- [PROBLEMS TO SOLVE]
1. List each singer the jazz festival review names as giving vocals at the show honoring Quincy Jones.
2. Reproduce word for word the part of the jazz festival review starting with "Kicking off the" and going on through "off the night.".

- [QUOTED TEXT]
========================================================================

Monday 29 May 2017


Cheltenham Jazz Festival 2016 review

Rating: 4/5

With six days of bold, beautiful and brilliant music, Cheltenham came alive with the sound of music when the Cheltenham Jazz Festival came to town.

Marking its 20th anniversary, the Cheltenham Jazz Festival celebrated this year in style, with a host of big names and rising talent entertaining crowds in the Regency town, from Wednesday 27 April to Monday 2 May 2016.

A definitive highlight on the Gloucestershire calendar, the festival spread across the whole of the town, with local, up-an-coming acts performing at street stages, public parks, as well as pubs and restaurants, while Montpellier Gardens took centre stage, with the arrival of the iconic Big Top marking the start of a sensational summer of festivals.

While SoGlos aimed to embrace the music and hit as many events as possible, there were just too many to count, with something going on for everyone, with children’s activities, fascinating talks, house parties, beer tents, food events and of course, plenty of live music.


Kicking off the long bank holiday weekend, SoGlos celebrated with a show honouring the music of legendary producer Quincy Jones, with a drink in the Bottlegreen garden bar, before world-class performances by the BBC Orchestra, Guy Barker Big Band and vocals from Liv Warfield, Madeline Bell, Ian Shaw and Tony Momrelle.

Celebrating individual and group performances, the evening culminated in a Michael Jackson medley which saw audiences busting out their best Jackson moves before a number of encores to finish off the night.

Taking place over at Jazz Arena, was Quincy Jones’ own prodigy, Jacob Collier, whose mesmerising one-man performance saw the multi-instrumental wizard marry classical jazz with contemporary sounds, including a performance of his well-known arrangement of Stevie Wonder’s ‘Don’t You Worry About a Thing’.

========================================================================

- [Collection entries]
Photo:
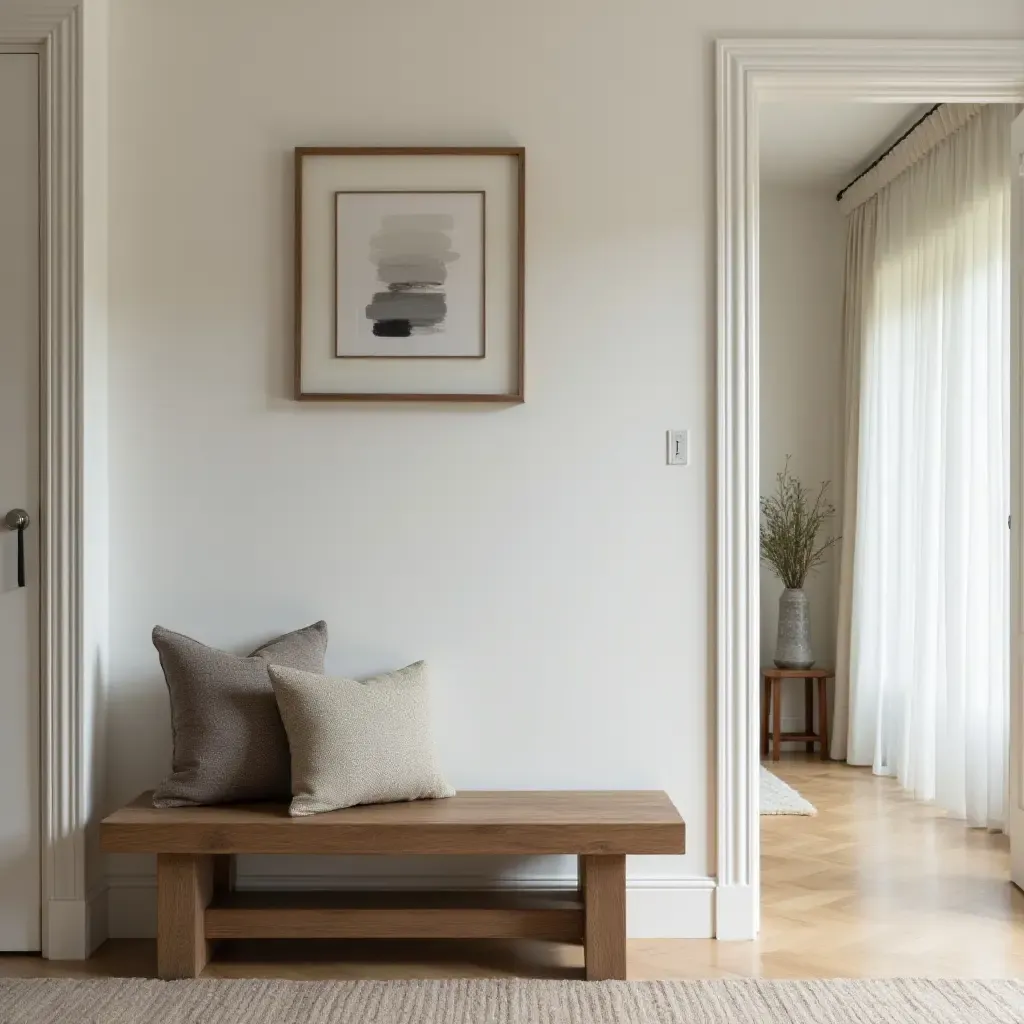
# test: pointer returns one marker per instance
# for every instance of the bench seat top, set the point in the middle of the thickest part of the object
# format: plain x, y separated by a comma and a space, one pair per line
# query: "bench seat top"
587, 821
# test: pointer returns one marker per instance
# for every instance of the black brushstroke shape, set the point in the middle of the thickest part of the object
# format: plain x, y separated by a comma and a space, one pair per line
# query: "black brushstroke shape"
392, 329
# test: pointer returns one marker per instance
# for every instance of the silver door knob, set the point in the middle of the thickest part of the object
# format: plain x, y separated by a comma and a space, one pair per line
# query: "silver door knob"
16, 519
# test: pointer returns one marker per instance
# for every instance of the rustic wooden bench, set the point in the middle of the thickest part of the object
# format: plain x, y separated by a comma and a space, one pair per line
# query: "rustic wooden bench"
199, 904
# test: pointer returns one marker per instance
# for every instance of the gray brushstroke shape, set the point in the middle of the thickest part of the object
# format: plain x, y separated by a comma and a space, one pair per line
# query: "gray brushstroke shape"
420, 308
412, 251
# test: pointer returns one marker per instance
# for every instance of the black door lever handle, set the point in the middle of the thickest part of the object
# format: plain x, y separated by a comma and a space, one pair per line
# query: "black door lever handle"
18, 519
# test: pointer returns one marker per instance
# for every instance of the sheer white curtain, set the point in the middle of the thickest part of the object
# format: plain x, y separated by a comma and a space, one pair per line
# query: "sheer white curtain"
923, 667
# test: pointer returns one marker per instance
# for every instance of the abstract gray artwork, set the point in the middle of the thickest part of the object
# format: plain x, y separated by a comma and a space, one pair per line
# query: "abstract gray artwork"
410, 274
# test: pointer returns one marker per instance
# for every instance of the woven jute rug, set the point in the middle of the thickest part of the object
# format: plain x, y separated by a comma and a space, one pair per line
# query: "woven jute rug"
507, 1001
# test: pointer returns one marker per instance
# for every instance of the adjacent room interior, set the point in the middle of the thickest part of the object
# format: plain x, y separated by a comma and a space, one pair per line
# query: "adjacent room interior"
885, 482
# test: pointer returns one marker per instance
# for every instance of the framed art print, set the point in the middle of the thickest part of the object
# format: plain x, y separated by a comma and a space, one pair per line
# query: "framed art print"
409, 273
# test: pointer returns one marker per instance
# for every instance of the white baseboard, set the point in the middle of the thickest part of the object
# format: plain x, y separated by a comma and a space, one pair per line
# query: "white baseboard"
655, 907
735, 912
75, 928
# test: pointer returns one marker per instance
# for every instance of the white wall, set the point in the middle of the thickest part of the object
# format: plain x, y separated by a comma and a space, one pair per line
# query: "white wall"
544, 558
803, 252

========================================================================

- [ANSWER LIST]
1. Liv Warfield, Madeline Bell, Ian Shaw, Tony Momrelle

2.
Kicking off the long bank holiday weekend, SoGlos celebrated with a show honouring the music of legendary producer Quincy Jones, with a drink in the Bottlegreen garden bar, before world-class performances by the BBC Orchestra, Guy Barker Big Band and vocals from Liv Warfield, Madeline Bell, Ian Shaw and Tony Momrelle.

Celebrating individual and group performances, the evening culminated in a Michael Jackson medley which saw audiences busting out their best Jackson moves before a number of encores to finish off the night.